* _Trecho fornecido_:
※ ※ ※

Brasil

Mulheres dão vitória à Viradouro

Apesar dos desfiles politizados, que incomodaram personagens do governo federal, prevaleceu o enredo histórico, que contou a trajetória das Ganhadeiras de Itapuã, ex-escravas que buscaram a alforria na Bahia

Correio Braziliense
postado em 27/02/2020 04:13
Cúpula da escola de Niterói ergue o troféu do título da Viradouro, que depois de 23 anos retornou ao topo do pódio homenageando as alforriadas

A Marquês de Sapucaí se pintou de vermelho e branco para comemorar o título da Unidos do Viradouro, ontem, o segundo da escola de samba de Niterói na história do carnaval do Rio de Janeiro. Num desfile marcado por críticas à política e a episódios do atual governo, saiu-se vencedor um enredo histórico, que falou da história das Ganhadeiras de Itapuã, grupo ex-escravas de Salvador que foram em busca da alforria — que encerrou um jejum que a agremiação amargava desde 1997.

Durante o desfile, a escola retratou a força das mulheres negras escravizadas no século 19, ressaltadas na avenida como as primeiras feministas do Brasil, e que vendiam comida e lavavam roupas na Lagoa do Abaeté, bairro da capital baiana. Com o dinheiro arrecadado, compravam a liberdade de outras mulheres submetidas ao cativeiro. De refrão simples e fácil de cantar, o samba (veja ao lado) era entoado à capela em dois trechos e conquistou a plateia ao ritmo do afoxé, nos batuques e na melodia. Além disso, as alegorias e fantasias eram luxuosas e caprichadas.

Completaram o pódio a Grande Rio e a Mocidade Independente, outras duas escolas que também deixaram a politização de fora do desfile. Enquanto a escola de Duque de Caxias adotou uma linha centrada na crítica à intolerância religiosa e menção ao pai-de-santo Joãozinho da Gomeia, a de Padre Miguel organizou um tributo a Elza Soares, que participou do desfile. Assim como a Viradouro, a escola enfatizou o empoderamento das mulheres, ao destacar a contribuição da cantora ao movimento feminista e à luta contra o machismo e o racismo.

※ ※ ※

* _Dados apresentados_:
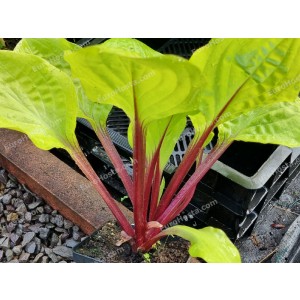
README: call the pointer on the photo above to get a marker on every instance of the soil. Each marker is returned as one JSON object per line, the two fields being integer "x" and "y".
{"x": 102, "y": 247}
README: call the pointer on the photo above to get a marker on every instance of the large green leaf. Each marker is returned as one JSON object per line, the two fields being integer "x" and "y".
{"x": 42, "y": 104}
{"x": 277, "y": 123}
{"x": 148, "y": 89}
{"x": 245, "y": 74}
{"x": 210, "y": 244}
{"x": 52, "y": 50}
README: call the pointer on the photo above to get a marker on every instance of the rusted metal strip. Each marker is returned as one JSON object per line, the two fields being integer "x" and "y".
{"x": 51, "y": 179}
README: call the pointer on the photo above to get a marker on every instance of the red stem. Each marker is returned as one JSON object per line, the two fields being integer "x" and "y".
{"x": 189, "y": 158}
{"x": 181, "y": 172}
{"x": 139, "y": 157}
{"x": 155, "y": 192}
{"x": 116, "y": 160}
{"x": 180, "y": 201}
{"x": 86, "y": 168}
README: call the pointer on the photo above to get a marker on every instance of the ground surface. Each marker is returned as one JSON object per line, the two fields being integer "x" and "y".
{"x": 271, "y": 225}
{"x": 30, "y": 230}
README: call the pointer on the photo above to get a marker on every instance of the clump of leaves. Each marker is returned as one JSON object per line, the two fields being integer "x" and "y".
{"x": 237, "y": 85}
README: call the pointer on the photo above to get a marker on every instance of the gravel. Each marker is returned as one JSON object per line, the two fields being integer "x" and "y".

※ ※ ※

* _Instruções do exercício_:
a. Altere o trecho da reportagem sobre a vitória da Viradouro compreendido entre "Durante o desfile, a" e "luxuosas e caprichadas.", inclusive, e reescreva-o substituindo "luxuosas" por "suntuosas".
b. De acordo com a reportagem sobre a vitória da Viradouro, a quem a Mocidade Independente prestou tributo em seu desfile?

* _Soluções completas_:
a.
Durante o desfile, a escola retratou a força das mulheres negras escravizadas no século 19, ressaltadas na avenida como as primeiras feministas do Brasil, e que vendiam comida e lavavam roupas na Lagoa do Abaeté, bairro da capital baiana. Com o dinheiro arrecadado, compravam a liberdade de outras mulheres submetidas ao cativeiro. De refrão simples e fácil de cantar, o samba (veja ao lado) era entoado à capela em dois trechos e conquistou a plateia ao ritmo do afoxé, nos batuques e na melodia. Além disso, as alegorias e fantasias eram suntuosas e caprichadas.

b. A Elza Soares.